_DIRECTIONS FOR THIS TASK:_
Go through the records below and copy out every line that contains the word "white".

..............................

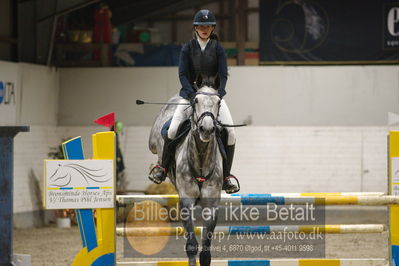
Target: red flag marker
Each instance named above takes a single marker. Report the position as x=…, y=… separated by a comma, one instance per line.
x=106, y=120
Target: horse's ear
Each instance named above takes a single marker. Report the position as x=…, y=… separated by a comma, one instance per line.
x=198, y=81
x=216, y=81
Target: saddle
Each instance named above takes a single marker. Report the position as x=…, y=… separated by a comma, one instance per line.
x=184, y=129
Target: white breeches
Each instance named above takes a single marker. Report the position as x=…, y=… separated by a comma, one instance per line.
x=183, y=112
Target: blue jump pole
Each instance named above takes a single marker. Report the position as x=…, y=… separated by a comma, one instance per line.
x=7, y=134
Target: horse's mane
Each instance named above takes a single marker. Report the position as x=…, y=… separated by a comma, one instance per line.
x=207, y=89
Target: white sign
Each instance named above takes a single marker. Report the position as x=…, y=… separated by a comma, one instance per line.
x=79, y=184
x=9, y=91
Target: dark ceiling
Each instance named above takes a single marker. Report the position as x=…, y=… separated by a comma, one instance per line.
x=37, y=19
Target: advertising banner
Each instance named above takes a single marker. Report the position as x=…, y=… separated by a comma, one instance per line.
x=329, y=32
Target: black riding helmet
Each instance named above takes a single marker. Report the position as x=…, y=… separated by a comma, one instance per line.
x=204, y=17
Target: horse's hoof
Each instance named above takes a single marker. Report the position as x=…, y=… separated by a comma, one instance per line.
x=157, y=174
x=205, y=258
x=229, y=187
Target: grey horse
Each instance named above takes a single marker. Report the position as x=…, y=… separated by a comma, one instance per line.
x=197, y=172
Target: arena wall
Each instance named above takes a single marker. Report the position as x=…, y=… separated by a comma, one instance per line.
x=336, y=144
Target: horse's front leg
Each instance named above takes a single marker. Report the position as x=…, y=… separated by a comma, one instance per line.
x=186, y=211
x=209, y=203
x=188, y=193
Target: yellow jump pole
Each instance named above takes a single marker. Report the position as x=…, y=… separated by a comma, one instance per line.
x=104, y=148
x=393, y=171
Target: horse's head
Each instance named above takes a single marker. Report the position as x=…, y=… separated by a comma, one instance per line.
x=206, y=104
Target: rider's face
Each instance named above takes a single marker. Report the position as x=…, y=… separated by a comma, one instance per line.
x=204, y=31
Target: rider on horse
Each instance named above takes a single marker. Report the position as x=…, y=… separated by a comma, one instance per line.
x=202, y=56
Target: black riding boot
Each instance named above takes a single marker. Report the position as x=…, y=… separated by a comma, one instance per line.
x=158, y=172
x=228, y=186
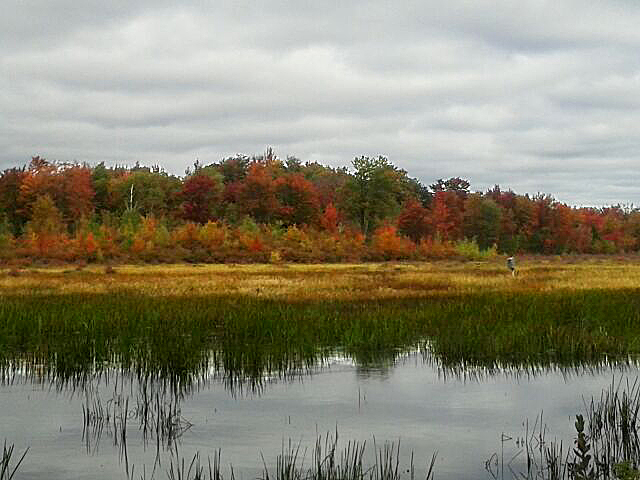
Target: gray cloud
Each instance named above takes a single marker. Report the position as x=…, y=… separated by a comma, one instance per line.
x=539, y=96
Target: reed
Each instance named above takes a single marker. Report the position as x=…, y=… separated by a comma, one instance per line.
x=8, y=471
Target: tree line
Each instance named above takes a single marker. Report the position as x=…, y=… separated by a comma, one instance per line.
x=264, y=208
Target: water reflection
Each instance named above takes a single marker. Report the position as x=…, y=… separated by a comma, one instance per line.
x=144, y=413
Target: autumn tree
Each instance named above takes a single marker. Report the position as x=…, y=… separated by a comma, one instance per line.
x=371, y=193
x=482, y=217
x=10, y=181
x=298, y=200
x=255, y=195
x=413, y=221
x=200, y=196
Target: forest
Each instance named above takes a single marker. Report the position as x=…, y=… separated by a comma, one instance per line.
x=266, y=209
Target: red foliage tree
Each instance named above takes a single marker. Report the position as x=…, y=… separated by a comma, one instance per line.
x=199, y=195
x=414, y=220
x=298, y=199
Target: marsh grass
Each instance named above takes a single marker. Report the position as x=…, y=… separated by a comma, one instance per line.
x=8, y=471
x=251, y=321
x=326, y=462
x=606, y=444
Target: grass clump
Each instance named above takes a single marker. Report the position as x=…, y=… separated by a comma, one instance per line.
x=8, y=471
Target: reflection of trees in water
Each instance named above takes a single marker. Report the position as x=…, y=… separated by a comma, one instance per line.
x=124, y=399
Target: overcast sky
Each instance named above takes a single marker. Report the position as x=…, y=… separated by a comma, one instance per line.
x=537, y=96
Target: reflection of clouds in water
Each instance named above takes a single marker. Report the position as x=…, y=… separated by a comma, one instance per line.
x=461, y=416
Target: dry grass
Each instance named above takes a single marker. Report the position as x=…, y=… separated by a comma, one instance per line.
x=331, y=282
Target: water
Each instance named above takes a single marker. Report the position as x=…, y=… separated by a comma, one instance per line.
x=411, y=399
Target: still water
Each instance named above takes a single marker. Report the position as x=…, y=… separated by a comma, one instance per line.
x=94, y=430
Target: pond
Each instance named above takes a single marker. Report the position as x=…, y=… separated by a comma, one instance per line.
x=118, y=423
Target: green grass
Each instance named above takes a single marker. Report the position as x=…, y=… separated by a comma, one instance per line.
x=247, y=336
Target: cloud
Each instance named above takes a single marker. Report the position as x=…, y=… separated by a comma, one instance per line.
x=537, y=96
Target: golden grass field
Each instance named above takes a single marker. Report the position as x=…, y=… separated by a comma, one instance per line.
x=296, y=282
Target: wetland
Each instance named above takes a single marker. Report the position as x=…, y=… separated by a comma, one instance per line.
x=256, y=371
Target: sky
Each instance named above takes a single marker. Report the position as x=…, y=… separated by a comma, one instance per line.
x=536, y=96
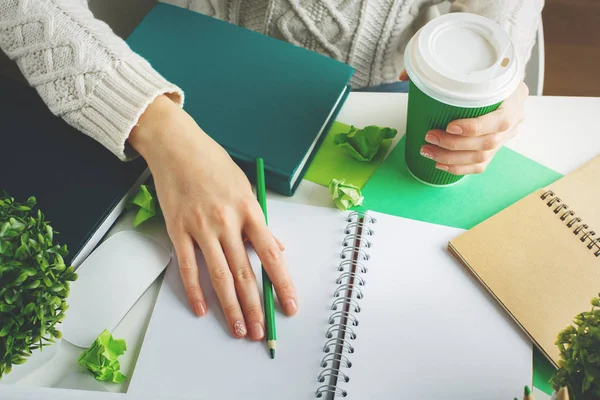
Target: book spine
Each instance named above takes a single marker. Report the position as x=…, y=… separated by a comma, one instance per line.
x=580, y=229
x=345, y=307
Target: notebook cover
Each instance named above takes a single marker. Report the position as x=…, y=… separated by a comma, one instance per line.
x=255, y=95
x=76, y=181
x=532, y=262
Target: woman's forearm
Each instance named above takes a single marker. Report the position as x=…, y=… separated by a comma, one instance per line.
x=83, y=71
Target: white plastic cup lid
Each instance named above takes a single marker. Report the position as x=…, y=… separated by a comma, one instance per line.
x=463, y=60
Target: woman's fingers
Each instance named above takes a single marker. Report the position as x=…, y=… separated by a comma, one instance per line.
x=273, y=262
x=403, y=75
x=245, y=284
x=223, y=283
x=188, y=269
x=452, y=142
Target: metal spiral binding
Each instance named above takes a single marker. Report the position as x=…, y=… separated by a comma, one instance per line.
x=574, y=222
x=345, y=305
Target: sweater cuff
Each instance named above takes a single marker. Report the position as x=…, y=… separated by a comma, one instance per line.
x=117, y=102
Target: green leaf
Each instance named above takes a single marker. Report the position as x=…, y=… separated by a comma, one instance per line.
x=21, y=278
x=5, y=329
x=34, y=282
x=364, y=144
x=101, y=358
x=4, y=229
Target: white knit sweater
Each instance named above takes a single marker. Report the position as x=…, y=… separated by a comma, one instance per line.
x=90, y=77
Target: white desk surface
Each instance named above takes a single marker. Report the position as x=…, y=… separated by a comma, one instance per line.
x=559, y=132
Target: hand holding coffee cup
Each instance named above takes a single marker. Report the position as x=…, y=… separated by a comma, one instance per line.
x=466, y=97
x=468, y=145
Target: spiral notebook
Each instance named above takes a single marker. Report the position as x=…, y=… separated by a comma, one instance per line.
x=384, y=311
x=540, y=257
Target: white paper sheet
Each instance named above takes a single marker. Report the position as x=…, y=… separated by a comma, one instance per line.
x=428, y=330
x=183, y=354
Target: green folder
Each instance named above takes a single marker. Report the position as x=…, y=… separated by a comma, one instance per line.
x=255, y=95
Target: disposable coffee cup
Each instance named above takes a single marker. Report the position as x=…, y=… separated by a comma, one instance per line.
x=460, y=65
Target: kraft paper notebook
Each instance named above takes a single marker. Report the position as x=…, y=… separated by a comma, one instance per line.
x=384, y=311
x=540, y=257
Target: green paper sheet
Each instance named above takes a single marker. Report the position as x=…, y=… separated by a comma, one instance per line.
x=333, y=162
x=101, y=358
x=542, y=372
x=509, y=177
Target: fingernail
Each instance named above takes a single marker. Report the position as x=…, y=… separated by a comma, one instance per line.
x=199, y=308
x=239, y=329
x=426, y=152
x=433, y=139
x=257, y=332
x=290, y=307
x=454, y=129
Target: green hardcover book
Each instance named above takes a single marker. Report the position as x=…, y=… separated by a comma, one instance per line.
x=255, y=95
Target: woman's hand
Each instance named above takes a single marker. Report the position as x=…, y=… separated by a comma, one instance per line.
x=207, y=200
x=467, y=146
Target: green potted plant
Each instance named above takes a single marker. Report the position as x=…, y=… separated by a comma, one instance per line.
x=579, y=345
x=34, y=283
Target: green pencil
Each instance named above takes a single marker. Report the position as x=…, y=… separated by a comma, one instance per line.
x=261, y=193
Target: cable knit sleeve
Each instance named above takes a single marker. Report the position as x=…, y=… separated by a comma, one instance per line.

..............................

_RESPONSE FOR THIS EXERCISE:_
Target: white breeches
Target: white sign
Target: white plastic cup lid
Target: white knit sweater
Target: white desk surface
Target: white paper sheet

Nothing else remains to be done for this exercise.